Written exercise a
Summarize the NextDenovo forum text in two sentences.

So my questions are:

  1. Is there a minimum mean depth threshold for NextDenovo to correct reads? And is there a maximum mean depth threshold? When raw data has a mean depth greater than this threshold, the extra reads may not be used to align and correct?
  2. I'm a little confused about the seed_depth and seed_cutoff parameters. What does seed mean? What's the role of seed in correction and assembly of NextDenovo.
  3. I'm interested in how NextDenovo performs the correction step. Since manuscript of NextDenovo is not avaliable currently, could you explain that briefly?

Operating system
LSB Version: :core-4.1-amd64:core-4.1-noarch:cxx-4.1-amd64:cxx-4.1-noarch:desktop-4.1-amd64:desktop-4.1-noarch:languages-4.1-amd64:languages-4.1-noarch:printing-4.1-amd64:printing-4.1-noarch
Distributor ID: CentOS
Description: CentOS Linux release 7.4.1708 (Core)
Release: 7.4.1708
Codename: Core

Python
Python 3.8.12

NextDenovo
nextDenovo v2.5.0

  1. I did not test the minimum mean depth required by NextDenovo , but I think input >= 30x data is appropriate. If you input too little data, the corrected data may much less, and the accuracy is also much less. No maximum mean depth threshold. The extra reads will be used to align.

[Items from a dataset]
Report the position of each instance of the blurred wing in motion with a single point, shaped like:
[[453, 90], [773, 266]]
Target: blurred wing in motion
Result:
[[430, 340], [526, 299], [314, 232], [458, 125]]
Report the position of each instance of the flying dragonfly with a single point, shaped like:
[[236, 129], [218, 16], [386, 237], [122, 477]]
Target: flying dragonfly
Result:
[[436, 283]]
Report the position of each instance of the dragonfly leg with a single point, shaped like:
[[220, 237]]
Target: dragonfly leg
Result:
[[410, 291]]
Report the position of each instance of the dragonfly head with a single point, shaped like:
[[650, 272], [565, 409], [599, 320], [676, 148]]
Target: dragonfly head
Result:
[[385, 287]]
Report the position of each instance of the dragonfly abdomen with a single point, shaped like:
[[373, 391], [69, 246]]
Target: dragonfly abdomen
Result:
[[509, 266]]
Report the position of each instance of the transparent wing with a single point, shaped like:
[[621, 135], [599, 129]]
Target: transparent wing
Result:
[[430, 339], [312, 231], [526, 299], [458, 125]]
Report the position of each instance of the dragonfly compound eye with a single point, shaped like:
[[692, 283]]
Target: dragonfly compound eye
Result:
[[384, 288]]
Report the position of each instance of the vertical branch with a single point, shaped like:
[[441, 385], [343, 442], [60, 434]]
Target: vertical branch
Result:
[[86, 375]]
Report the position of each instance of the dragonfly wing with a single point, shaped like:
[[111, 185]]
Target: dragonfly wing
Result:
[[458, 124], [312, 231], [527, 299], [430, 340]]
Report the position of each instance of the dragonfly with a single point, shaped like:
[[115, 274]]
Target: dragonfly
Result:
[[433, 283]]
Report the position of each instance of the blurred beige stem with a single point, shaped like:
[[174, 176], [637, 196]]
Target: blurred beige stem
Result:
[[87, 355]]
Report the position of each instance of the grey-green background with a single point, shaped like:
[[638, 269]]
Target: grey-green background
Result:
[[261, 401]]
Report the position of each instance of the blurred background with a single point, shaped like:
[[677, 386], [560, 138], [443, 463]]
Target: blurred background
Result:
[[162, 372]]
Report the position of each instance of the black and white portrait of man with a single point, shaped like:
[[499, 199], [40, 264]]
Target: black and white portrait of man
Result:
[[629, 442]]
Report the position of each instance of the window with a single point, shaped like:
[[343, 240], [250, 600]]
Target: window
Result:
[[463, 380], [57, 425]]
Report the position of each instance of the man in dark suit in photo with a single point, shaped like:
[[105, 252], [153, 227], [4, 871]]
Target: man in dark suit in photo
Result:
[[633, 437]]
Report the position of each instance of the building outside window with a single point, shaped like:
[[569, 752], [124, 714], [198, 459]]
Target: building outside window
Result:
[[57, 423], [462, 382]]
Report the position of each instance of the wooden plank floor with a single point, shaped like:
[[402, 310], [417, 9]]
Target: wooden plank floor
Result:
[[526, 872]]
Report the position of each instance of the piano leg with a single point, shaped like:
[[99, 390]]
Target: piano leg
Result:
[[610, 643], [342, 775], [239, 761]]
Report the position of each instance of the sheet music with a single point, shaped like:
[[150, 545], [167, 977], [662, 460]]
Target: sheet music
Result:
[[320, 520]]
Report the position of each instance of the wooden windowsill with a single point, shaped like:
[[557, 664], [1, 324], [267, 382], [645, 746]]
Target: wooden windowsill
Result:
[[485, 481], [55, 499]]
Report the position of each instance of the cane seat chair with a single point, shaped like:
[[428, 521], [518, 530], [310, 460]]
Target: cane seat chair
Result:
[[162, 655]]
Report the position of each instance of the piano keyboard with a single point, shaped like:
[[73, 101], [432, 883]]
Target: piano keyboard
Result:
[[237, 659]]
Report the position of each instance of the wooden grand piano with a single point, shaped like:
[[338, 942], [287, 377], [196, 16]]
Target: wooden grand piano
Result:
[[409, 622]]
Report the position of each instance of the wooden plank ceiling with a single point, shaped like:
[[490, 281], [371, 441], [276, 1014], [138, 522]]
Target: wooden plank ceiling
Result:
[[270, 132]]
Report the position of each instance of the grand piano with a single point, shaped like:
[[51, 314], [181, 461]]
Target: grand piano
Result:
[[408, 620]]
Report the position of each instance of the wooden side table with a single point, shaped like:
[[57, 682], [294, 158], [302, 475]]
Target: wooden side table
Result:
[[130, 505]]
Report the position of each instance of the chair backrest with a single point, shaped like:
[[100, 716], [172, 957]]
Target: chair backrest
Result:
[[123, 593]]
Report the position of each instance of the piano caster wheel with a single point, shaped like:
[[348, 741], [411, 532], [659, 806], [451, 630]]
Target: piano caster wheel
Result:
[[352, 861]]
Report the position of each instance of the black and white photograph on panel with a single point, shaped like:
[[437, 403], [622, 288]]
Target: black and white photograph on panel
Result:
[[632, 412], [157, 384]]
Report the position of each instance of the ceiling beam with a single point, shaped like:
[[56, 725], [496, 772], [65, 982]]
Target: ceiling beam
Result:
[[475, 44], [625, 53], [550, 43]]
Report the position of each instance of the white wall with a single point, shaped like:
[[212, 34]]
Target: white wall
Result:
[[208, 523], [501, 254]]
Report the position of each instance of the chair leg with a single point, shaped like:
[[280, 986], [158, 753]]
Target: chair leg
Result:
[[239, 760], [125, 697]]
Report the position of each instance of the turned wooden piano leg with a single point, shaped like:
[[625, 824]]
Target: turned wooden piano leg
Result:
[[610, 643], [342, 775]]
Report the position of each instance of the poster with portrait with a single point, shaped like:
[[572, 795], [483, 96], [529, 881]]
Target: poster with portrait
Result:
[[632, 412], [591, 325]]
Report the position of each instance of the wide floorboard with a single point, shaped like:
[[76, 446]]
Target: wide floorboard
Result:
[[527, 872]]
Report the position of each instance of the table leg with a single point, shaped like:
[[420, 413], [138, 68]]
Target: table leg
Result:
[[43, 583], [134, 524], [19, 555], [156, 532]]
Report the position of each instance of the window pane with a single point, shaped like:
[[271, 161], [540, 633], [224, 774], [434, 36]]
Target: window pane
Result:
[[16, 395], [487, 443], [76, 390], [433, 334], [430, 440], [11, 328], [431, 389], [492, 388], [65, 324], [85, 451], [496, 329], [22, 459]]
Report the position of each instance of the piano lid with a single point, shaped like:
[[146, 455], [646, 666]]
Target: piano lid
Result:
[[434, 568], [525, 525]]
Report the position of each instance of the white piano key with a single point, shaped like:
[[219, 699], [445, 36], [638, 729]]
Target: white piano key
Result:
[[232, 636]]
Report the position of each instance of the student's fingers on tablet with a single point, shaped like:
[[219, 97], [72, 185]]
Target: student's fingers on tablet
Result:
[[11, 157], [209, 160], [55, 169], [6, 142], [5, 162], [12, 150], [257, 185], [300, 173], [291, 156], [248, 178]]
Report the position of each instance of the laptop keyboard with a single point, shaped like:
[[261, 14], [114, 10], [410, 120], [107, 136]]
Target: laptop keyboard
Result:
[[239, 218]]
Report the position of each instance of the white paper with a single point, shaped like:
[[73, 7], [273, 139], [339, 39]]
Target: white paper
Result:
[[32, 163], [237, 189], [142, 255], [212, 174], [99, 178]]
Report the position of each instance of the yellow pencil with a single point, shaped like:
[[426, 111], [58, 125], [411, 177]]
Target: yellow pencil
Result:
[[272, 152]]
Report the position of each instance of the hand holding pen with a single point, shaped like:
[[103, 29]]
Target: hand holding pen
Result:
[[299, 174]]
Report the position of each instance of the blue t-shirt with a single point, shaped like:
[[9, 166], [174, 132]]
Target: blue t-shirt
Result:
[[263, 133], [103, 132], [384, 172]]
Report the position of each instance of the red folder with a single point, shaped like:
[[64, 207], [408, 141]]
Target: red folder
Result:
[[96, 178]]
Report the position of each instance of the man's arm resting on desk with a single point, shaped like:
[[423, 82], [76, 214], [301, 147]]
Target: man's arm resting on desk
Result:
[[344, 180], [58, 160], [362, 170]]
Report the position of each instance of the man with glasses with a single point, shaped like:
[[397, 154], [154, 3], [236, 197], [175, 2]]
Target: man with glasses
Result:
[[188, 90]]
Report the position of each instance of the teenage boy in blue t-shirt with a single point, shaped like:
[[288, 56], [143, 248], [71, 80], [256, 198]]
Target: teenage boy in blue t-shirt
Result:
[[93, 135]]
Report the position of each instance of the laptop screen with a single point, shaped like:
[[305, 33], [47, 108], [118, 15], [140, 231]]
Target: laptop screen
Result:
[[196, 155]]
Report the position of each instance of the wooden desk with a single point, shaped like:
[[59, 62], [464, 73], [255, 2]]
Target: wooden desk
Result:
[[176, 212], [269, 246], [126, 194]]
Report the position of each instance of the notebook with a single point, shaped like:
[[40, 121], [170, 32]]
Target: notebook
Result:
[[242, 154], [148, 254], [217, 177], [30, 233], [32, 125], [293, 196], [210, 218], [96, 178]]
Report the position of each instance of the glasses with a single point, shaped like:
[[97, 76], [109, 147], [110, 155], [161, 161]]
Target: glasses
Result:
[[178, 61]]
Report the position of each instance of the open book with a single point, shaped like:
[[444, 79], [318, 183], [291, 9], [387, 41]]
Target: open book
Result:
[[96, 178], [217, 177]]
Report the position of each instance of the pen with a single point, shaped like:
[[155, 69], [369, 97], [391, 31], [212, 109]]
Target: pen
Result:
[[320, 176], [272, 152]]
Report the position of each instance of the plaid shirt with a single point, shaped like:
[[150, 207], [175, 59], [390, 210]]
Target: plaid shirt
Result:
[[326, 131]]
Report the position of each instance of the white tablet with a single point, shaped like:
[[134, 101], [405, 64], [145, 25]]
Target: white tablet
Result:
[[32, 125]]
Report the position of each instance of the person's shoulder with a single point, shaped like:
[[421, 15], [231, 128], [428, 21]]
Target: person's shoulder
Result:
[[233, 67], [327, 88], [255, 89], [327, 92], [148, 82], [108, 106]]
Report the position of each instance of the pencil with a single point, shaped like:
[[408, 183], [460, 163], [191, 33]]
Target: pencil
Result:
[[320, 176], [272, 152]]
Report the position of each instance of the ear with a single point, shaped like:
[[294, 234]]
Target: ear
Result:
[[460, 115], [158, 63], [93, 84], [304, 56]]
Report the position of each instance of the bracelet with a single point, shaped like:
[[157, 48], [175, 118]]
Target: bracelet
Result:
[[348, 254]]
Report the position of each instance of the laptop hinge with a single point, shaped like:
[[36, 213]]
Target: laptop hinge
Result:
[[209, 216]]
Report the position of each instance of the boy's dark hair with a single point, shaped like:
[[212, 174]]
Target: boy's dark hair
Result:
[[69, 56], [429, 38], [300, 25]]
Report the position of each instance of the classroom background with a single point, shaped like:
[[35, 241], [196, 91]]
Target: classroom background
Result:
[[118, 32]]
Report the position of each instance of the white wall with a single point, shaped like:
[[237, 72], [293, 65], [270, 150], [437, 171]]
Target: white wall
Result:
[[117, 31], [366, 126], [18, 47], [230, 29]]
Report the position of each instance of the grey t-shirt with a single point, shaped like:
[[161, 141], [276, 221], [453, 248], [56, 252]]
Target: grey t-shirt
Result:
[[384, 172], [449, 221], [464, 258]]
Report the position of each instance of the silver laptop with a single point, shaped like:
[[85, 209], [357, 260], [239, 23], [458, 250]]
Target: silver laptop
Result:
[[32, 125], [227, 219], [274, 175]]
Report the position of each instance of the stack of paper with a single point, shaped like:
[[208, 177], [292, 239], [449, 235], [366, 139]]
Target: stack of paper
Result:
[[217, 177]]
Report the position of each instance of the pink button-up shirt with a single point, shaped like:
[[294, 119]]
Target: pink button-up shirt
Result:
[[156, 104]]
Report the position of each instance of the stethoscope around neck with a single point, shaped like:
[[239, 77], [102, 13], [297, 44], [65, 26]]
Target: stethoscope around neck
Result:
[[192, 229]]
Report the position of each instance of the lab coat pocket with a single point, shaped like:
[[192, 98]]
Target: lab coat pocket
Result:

Written exercise b
Copy out the part of the listing that begins at its first line and ends with the line containing "[[458, 124], [312, 231], [527, 299], [430, 340]]", including both of those lines.

Finished answer a
A user running nextDenovo v2.5.0 with Python 3.8.12 on CentOS Linux 7.4.1708 asks three things:
- whether NextDenovo has minimum and maximum mean depth thresholds for correcting reads
- what the seed_depth and seed_cutoff parameters mean
- how the correction step works

The reply says the minimum depth was not tested but input of at least 30x seems appropriate, since too little data yields less and less accurate corrected data, and there is no maximum threshold because extra reads are used to align.

Finished answer b
Report the position of each instance of the blurred wing in motion with a single point, shaped like:
[[453, 90], [773, 266]]
Target: blurred wing in motion
Result:
[[430, 340], [526, 299], [314, 232], [458, 125]]
Report the position of each instance of the flying dragonfly with a single point, shaped like:
[[236, 129], [218, 16], [386, 237], [122, 477]]
Target: flying dragonfly
Result:
[[436, 283]]
Report the position of each instance of the dragonfly leg with a single point, shaped like:
[[220, 237]]
Target: dragonfly leg
Result:
[[410, 291]]
Report the position of each instance of the dragonfly head with a single point, shaped like:
[[650, 272], [565, 409], [599, 320], [676, 148]]
Target: dragonfly head
Result:
[[385, 287]]
Report the position of each instance of the dragonfly abdomen with a single point, shaped like:
[[373, 391], [69, 246]]
Target: dragonfly abdomen
Result:
[[509, 266]]
Report the position of each instance of the transparent wing with a single point, shaped like:
[[621, 135], [599, 129]]
Target: transparent wing
Result:
[[430, 339], [312, 231], [526, 299], [458, 125]]
Report the position of each instance of the dragonfly compound eye with a single point, shaped like:
[[692, 283]]
Target: dragonfly compound eye
Result:
[[384, 288]]
Report the position of each instance of the vertical branch with a single point, shaped like:
[[441, 385], [343, 442], [60, 434]]
Target: vertical branch
Result:
[[86, 375]]
Report the position of each instance of the dragonfly wing with a single point, shaped like:
[[111, 185]]
Target: dragonfly wing
Result:
[[458, 124], [312, 231], [527, 299], [430, 340]]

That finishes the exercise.